*Required task 1*: Return every line of the records below that contains the string "wooden", matching case exactly.

The Devil in the Milk - Softcover

Griffith, Rob

 
9781947465183: The Devil in the Milk

Synopsis

Rob Griffith’s third book is a tour de force of metrical mastery but, even more so, a moving exploration of the love, faith, and grief that lie at what Yeats called “the deep heart’s core.” From a moving two-part sequence on the doubts and triumphs of Saint Columba in the British Isles of the early Christian era, to quietly powerful poems that explore the losses and rewards of domestic life, Griffith writes with enviable wit, intelligence, and sensitivity. His love poems are unsurpassed in their aching tenderness, their keen awareness of time’s surrounding presence: “as the world/goes dark, a stage that fades to black, we glow.” Readers caught in the glow of these stunning poems will discover a pilgrimage made poignant by doubt and faith—where even the cries of birds are “psalms/that knit your world to mine, the unseen and the seen.” Yet it is the seen world that emerges most vividly here, alive in the “raptured light” of Griffith’s superb command of craft and unflinching vision.

(Excerpt from a dataset)
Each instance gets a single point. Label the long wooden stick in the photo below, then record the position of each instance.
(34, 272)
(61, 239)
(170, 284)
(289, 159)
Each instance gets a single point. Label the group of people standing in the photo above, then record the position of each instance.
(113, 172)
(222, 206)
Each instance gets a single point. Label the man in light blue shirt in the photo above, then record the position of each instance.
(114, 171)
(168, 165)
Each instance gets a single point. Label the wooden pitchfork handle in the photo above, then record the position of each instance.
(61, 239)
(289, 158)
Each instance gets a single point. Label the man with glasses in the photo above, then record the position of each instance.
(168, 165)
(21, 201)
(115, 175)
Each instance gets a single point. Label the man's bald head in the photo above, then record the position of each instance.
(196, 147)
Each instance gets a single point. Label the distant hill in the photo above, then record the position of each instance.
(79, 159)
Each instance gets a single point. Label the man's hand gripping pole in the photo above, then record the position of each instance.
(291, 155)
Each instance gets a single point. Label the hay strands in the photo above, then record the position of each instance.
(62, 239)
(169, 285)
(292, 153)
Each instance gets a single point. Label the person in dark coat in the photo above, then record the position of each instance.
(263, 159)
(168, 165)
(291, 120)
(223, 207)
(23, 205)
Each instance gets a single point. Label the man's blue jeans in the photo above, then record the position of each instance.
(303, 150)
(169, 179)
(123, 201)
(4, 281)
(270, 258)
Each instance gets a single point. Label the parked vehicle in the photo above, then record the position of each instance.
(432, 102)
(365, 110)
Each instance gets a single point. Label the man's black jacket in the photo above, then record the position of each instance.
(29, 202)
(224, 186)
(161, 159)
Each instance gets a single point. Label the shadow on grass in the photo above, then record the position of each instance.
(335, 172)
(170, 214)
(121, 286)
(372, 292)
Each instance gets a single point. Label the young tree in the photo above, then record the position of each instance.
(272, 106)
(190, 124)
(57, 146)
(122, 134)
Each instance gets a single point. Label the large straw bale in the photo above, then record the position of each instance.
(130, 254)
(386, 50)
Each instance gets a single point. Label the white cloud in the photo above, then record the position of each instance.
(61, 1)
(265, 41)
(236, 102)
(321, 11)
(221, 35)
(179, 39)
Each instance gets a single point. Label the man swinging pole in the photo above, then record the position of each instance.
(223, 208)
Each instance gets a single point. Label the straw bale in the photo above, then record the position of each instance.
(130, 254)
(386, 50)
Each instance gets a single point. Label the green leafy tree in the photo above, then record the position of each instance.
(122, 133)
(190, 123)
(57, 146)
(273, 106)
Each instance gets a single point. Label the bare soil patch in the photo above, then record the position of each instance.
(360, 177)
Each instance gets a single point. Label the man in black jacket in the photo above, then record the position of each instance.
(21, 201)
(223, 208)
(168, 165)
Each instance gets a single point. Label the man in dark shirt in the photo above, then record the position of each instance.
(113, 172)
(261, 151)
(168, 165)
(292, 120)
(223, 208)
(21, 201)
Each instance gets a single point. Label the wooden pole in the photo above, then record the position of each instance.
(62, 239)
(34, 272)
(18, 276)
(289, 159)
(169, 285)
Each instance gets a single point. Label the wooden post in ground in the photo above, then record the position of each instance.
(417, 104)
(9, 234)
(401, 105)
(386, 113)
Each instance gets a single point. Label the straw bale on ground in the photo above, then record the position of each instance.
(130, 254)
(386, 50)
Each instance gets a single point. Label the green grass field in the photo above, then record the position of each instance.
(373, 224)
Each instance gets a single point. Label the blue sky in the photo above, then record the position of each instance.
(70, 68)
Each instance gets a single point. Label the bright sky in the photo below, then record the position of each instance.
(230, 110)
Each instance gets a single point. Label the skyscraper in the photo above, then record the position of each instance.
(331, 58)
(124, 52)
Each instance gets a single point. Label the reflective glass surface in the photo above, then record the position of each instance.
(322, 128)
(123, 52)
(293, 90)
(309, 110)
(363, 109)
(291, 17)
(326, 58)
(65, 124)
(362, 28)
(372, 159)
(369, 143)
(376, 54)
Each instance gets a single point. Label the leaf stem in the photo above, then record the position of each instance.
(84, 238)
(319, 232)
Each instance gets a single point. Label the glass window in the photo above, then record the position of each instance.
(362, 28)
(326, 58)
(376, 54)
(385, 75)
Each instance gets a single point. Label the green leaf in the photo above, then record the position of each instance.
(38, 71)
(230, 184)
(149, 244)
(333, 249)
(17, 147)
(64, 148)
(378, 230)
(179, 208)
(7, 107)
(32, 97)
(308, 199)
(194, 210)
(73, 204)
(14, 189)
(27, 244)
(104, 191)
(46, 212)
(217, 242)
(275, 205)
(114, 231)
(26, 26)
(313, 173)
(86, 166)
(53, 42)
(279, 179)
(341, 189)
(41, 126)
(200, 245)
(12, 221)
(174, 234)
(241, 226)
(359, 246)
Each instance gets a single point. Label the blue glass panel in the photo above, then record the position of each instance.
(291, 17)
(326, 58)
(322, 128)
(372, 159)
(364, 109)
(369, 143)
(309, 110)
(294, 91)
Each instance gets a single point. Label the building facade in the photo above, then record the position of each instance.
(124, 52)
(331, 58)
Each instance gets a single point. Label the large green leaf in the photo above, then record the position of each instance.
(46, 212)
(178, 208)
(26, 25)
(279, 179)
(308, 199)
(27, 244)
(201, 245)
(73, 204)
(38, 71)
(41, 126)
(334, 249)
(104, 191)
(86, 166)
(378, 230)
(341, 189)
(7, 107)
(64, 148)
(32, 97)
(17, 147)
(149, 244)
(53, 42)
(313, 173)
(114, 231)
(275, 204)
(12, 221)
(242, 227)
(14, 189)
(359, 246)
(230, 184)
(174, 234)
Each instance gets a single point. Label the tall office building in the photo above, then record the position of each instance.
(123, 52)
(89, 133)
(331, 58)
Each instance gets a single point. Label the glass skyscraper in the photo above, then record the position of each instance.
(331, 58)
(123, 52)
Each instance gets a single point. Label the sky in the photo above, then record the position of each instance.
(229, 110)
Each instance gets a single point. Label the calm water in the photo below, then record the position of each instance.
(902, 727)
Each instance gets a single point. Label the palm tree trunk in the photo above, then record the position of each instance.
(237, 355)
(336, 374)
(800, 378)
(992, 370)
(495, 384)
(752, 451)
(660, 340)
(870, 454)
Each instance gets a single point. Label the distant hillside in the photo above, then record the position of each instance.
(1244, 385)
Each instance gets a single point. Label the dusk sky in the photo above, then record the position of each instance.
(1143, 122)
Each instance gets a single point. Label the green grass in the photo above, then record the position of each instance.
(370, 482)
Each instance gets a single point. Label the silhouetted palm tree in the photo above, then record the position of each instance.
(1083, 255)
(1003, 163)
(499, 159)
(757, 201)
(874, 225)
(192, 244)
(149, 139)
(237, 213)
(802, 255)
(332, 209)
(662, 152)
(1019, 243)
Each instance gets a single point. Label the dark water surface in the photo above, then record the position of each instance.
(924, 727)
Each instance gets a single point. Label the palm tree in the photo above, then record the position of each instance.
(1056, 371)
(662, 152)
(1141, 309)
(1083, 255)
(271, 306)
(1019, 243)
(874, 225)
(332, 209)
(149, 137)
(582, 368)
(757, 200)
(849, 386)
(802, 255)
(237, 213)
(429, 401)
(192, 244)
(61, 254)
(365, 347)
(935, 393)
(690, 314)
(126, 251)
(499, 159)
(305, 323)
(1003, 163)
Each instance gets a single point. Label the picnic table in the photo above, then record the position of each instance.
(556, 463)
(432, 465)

*Required task 2*: According to the book synopsis above, with what three qualities does Griffith write? List them.

*Exercise output 1*:
Each instance gets a single point. Label the long wooden stick in the photo below, then record the position of each instance.
Each instance gets a single point. Label the wooden pitchfork handle in the photo above, then record the position of each instance.
Each instance gets a single point. Label the wooden pole in the photo above, then record the position of each instance.
Each instance gets a single point. Label the wooden post in ground in the photo above, then record the position of each instance.

*Exercise output 2*: wit, intelligence, sensitivity